■ **WORK TASK**: Every line below is to be given again precisely; images are to be left out.

■ **INPUT DATA**:
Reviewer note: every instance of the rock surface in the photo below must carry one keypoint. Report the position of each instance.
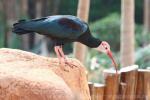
(27, 76)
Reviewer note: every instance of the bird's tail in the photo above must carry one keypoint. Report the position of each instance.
(18, 29)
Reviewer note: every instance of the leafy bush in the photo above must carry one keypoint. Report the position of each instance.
(108, 29)
(143, 57)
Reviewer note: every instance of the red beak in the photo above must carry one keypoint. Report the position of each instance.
(109, 53)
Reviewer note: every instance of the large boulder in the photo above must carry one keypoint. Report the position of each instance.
(27, 76)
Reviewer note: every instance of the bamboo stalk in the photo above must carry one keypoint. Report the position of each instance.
(143, 92)
(112, 83)
(98, 91)
(122, 91)
(129, 76)
(91, 87)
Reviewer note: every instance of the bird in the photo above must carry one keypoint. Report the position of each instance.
(62, 29)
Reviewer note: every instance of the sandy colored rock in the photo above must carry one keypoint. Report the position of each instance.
(27, 76)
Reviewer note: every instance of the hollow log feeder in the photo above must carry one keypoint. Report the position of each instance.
(112, 84)
(129, 76)
(98, 91)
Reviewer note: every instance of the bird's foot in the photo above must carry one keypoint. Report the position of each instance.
(69, 63)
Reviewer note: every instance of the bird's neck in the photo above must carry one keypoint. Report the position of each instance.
(89, 40)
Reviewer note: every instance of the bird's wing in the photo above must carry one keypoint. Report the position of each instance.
(72, 28)
(58, 27)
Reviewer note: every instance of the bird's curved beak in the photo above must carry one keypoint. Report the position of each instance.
(109, 53)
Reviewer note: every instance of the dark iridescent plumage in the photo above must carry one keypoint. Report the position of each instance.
(60, 28)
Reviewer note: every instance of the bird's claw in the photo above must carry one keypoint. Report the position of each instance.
(71, 65)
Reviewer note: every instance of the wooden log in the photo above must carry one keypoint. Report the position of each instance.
(112, 82)
(143, 86)
(98, 91)
(91, 89)
(129, 76)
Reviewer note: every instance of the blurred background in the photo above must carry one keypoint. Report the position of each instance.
(125, 24)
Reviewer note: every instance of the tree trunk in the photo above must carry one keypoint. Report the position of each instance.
(127, 33)
(83, 13)
(146, 19)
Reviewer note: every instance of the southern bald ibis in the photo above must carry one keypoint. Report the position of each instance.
(62, 29)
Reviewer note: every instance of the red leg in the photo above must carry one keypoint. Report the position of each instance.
(64, 57)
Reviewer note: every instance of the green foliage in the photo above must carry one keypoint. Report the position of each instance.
(143, 57)
(108, 29)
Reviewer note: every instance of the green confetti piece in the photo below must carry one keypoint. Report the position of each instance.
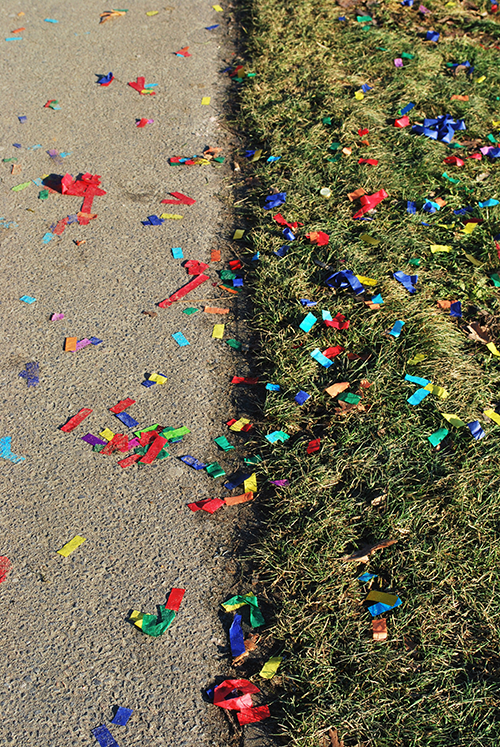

■ **TASK RESPONSE**:
Reviewer note: every instance of the rock surface in the photo below must carry one keypoint. Report the position of each instance.
(27, 76)
Reviewer note: every instance of the bird's tail in the photo above must carry one keypoint. Report the position of each instance.
(18, 29)
Reviewer note: every instance of the leafy bush in the photo above must carry one keypoint. Report the position of each instance.
(108, 29)
(143, 57)
Reviewer note: every instance of the red beak in the photo above must carry one keypoint. Report the position of each instance.
(109, 53)
Reviewer note: every instance of the large boulder in the photo above must carry one keypoint. Report the position of each instance.
(27, 76)
Reviewer note: every instance of the bamboo stalk in the photo above must carry one keypoint. Report the position of each instance.
(143, 92)
(112, 83)
(98, 91)
(122, 91)
(129, 76)
(91, 87)
Reviewer note: every instance of the bird in the photo above must carry one keypoint. Report the position of each instance.
(62, 29)
Reviewer note: every instance of the sandy colored rock in the photo above must carry one keypoint. Report the position of each instance.
(27, 76)
Reviewer note: every instance of the hollow log feeder in the photo above must carry one keypoint. Report the position of each instance.
(112, 84)
(129, 76)
(98, 91)
Reviewer note: every instance of the bird's foot in the photo above must carry one keypoint. Report the position of each instance.
(69, 63)
Reviewer note: every instance of the bird's neck in the photo above must carry one keypoint. Report the position of each instance.
(89, 40)
Reviewer note: every instance of the bird's wing in the photo above must carry one keypoint. Report the position of each instance.
(72, 28)
(58, 27)
Reviewer note: every instance of the bird's curved beak in the photo above must carry one keypoint. Report the position of each instance.
(109, 53)
Reviewer note: every instance of the dark iridescent plumage in the photo above must carry one keypoint. Report the position of each instance.
(60, 28)
Reviewer note: every instance of the bird's claw in the photo above must carry one keypoint. Report the position of each instance.
(71, 65)
Reviewer note: every instance of the wooden log in the photo above must carry one keypoint. Report the position of each instance.
(112, 82)
(143, 86)
(98, 91)
(91, 89)
(129, 76)
Reviewer note: every instance of the blurred background in the photo above must carry one keypoint. Report the position of each instance.
(125, 24)
Reviewer note: every instance of the tree trunk in the photo above must carry one keypoint. Report the position of each instance.
(127, 33)
(83, 13)
(146, 19)
Reviewer note: every instance of the southern bald ibis in the photo above must carry one keypoint. Report the position of each instance.
(62, 29)
Reviewer note: every instance of the red leg in the photo above must carry one keypoint. Report the position of each instance.
(64, 57)
Reviewer note: every instance of the green foliage in the photo above must carry one keypoint. Report the position of each instance.
(143, 57)
(108, 29)
Reviewer note: every instance of the green confetti piece in the photo below must carry one keypoint. Report the position of each instance.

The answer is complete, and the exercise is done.